● Records for processing
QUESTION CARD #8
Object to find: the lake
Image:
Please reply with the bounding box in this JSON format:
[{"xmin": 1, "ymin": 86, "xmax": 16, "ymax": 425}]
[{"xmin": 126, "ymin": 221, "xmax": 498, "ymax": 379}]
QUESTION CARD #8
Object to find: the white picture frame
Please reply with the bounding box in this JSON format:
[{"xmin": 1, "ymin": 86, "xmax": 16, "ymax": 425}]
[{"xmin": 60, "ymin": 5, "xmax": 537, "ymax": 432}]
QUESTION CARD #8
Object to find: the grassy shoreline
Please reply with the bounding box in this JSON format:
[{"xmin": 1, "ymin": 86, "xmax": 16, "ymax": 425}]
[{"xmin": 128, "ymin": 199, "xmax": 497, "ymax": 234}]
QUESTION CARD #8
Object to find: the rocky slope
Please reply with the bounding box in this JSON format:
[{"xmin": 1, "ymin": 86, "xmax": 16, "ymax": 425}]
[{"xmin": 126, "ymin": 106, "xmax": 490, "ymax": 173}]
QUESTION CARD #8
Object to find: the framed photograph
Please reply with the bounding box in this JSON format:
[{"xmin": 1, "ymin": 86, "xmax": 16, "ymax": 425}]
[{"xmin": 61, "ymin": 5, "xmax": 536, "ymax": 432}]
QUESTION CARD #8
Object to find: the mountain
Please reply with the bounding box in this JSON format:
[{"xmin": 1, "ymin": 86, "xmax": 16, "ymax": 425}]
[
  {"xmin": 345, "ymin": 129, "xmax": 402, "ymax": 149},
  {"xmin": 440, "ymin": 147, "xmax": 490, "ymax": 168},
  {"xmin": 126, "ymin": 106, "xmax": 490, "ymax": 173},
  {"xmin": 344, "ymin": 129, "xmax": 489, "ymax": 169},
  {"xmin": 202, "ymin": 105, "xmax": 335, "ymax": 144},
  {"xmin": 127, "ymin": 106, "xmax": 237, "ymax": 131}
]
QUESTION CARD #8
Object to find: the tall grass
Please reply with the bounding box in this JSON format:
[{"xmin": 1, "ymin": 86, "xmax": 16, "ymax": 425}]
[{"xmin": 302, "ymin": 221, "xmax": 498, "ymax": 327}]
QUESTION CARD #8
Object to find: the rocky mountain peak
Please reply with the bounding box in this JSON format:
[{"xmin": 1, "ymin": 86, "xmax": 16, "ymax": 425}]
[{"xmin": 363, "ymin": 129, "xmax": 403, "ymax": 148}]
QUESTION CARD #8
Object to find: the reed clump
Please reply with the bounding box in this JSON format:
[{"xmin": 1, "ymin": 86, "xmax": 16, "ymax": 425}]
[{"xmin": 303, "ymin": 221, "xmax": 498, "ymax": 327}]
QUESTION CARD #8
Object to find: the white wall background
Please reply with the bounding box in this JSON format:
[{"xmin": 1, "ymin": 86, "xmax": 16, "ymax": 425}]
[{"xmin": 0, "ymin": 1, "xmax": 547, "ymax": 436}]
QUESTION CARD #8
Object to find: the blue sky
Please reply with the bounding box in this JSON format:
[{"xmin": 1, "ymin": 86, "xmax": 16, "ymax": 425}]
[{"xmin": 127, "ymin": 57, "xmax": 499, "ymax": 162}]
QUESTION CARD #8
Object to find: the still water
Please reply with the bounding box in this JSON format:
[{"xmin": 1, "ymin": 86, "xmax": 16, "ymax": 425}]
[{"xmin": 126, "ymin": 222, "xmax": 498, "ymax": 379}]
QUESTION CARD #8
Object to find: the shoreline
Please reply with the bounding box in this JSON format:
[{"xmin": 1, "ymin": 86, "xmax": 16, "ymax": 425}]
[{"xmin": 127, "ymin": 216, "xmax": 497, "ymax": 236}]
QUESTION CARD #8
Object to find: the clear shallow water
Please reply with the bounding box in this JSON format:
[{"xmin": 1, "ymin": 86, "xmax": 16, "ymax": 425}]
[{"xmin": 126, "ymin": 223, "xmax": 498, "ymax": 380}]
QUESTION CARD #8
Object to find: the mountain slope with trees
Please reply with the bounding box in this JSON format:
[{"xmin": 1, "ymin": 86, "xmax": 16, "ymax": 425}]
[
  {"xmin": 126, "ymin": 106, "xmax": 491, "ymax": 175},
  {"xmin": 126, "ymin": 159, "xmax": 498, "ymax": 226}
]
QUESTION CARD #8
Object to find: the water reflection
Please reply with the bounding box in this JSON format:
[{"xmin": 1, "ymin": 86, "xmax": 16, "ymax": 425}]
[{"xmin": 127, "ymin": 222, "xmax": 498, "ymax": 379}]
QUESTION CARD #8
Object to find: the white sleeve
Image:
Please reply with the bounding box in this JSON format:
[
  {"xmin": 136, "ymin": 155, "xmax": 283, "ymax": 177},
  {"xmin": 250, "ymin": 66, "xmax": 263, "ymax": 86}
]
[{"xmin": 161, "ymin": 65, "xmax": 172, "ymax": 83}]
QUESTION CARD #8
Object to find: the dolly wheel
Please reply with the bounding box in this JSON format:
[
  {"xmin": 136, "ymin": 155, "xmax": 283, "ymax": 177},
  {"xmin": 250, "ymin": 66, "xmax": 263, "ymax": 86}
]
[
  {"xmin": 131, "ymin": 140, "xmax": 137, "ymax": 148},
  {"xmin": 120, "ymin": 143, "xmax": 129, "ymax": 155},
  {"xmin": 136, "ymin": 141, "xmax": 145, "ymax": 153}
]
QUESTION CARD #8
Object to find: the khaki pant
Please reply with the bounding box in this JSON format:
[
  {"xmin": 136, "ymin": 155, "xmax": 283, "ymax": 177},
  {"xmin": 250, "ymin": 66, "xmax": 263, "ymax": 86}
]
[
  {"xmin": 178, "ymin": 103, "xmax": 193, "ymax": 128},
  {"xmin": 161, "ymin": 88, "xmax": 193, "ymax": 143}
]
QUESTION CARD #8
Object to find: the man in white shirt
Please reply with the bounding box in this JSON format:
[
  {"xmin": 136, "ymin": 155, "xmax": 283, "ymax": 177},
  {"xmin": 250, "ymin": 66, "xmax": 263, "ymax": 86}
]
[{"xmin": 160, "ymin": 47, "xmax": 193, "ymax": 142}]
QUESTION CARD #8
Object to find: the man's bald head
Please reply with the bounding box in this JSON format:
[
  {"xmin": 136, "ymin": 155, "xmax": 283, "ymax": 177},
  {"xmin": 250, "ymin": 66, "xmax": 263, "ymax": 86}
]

● Task brief
Filter the material above down to the lines that hold the word "rocky".

● Your solution
Object to find: the rocky slope
Object to find: the rocky mountain peak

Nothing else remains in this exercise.